-- START OF Provided information --

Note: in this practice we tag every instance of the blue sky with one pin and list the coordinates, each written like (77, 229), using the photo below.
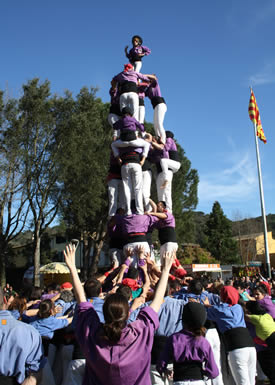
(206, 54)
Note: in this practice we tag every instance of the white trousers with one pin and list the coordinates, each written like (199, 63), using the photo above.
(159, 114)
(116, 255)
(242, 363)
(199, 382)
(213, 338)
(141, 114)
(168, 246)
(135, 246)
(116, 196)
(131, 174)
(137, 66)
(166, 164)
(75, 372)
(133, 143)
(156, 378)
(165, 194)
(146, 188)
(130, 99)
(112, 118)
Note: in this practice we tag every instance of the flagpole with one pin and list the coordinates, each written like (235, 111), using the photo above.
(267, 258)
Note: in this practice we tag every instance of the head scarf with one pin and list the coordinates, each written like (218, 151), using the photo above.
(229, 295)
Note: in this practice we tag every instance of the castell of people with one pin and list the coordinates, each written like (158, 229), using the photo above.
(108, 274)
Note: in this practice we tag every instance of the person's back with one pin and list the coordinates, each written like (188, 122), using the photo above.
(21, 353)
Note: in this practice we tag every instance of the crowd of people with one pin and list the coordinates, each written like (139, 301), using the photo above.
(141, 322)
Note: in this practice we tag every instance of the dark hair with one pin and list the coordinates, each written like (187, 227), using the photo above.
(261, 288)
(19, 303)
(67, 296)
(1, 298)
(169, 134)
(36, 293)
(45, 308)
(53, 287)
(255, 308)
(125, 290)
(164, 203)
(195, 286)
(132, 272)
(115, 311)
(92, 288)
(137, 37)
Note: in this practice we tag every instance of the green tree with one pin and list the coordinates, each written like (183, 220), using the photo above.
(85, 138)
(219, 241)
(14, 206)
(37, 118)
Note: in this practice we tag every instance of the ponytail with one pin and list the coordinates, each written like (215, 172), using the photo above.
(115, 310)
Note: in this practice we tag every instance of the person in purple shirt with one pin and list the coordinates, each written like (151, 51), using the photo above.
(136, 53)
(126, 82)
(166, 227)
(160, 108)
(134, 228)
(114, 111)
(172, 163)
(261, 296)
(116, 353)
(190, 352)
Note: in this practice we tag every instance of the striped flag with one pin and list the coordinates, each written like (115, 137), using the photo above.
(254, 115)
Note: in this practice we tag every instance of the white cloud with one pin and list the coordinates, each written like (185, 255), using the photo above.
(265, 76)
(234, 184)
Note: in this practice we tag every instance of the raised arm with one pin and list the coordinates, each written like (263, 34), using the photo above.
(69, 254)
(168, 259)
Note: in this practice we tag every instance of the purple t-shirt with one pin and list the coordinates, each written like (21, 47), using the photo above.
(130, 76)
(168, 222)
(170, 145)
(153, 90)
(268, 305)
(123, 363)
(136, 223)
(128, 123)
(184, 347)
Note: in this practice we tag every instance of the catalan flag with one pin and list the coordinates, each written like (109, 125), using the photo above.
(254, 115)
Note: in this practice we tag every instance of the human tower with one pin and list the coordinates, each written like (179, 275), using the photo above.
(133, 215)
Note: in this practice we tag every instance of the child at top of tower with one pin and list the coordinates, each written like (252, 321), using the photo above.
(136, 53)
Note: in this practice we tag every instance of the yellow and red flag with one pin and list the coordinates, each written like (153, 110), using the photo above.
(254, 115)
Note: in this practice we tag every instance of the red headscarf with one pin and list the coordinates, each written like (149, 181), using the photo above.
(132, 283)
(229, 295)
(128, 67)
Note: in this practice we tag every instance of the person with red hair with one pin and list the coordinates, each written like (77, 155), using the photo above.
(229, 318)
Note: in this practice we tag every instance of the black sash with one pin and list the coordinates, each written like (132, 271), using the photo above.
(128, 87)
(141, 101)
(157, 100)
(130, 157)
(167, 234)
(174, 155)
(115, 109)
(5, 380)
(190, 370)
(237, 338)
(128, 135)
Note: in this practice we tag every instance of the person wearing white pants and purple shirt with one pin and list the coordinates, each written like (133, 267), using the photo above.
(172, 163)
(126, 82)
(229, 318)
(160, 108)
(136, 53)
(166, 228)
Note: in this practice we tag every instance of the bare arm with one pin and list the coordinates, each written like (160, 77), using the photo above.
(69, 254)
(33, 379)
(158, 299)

-- END OF Provided information --
-- START OF Provided information --

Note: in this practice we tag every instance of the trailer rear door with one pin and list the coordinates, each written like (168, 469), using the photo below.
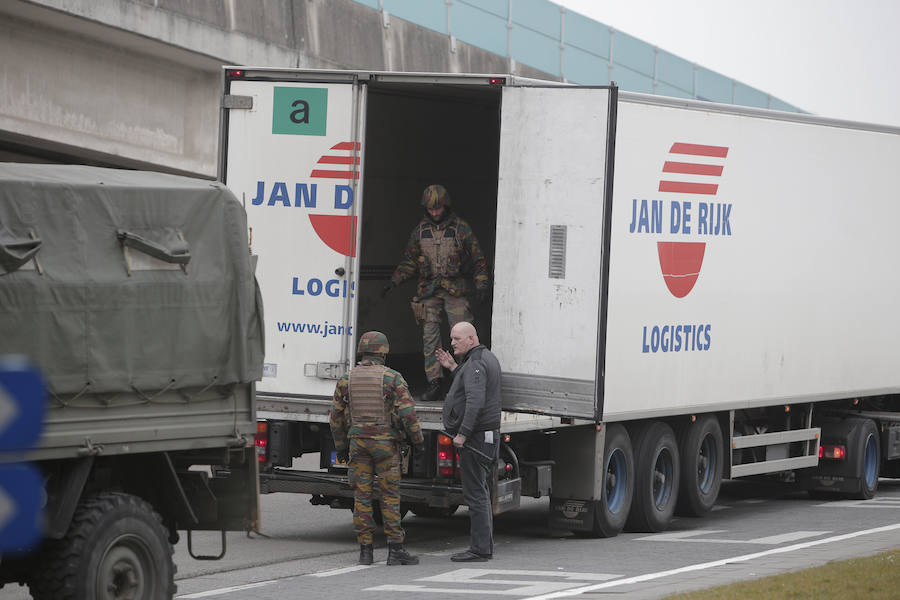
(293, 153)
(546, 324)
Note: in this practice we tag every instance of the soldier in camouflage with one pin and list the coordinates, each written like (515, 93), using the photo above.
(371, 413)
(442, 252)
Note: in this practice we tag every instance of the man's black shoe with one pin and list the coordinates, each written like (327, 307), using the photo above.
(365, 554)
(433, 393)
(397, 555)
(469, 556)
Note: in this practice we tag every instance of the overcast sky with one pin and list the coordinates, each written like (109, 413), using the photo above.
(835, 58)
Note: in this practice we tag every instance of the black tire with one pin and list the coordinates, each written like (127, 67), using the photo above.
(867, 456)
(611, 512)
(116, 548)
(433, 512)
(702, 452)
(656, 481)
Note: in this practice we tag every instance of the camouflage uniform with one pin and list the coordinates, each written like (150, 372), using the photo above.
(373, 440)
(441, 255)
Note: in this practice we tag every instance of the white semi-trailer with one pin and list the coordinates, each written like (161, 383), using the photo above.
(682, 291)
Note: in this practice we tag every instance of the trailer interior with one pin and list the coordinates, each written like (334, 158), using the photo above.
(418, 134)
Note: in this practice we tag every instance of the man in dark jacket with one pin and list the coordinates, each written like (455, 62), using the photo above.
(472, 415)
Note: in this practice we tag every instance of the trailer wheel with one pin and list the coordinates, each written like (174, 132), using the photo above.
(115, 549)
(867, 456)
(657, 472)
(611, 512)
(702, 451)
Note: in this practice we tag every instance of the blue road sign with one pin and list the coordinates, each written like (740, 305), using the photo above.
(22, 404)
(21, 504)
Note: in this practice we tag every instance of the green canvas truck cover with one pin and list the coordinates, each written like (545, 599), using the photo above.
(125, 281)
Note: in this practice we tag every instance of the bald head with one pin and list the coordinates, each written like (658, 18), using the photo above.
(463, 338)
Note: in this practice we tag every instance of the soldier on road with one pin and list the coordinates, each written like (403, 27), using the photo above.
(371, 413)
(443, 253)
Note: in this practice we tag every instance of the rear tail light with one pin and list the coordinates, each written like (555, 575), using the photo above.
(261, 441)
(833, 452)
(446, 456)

-- END OF Provided information --
-- START OF Provided information --

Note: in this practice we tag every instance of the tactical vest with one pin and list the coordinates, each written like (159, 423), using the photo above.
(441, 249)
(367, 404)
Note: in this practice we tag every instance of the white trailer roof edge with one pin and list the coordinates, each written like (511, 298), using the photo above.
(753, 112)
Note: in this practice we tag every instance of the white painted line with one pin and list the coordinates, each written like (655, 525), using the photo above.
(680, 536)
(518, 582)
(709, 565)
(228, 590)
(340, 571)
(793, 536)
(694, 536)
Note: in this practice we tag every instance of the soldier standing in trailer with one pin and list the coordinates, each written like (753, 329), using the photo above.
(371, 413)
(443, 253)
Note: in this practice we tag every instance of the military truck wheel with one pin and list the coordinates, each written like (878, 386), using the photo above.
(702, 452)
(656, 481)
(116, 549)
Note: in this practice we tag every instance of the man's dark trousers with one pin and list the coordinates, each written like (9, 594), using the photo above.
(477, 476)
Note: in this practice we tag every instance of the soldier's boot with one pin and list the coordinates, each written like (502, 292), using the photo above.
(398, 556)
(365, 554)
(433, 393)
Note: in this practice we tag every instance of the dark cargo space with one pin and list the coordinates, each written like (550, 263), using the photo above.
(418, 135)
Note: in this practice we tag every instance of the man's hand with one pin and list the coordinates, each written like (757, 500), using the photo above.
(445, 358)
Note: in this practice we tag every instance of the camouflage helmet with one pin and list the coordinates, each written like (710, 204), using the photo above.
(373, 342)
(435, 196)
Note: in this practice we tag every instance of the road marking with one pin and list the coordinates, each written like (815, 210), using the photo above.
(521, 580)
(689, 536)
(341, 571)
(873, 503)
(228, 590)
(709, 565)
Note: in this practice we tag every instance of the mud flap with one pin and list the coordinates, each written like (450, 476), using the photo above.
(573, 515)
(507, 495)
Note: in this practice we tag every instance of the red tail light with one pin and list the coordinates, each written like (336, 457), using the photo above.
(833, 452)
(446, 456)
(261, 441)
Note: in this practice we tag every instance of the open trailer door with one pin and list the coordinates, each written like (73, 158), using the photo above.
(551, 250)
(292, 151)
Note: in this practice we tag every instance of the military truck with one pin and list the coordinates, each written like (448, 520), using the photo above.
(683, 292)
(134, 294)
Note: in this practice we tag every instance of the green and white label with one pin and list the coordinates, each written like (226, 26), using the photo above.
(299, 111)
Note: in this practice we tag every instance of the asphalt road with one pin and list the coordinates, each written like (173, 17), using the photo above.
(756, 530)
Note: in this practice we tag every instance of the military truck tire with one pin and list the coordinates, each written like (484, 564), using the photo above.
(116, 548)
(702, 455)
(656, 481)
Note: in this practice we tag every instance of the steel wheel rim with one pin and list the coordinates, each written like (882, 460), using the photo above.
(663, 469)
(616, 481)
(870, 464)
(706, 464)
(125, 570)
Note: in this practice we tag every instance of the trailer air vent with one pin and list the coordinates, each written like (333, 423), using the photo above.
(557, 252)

-- END OF Provided information --

Exercise instructions:
Show every line of the records that contains the word "people".

Solution below:
Note: in this practice we tag every instance of the castell of people with one pin and list the coordinates, each written like (158, 229), using the photo above.
Note: in this practice we tag every instance of the crowd of people with one pin and list the coordinates, each written like (139, 301), using the photo above.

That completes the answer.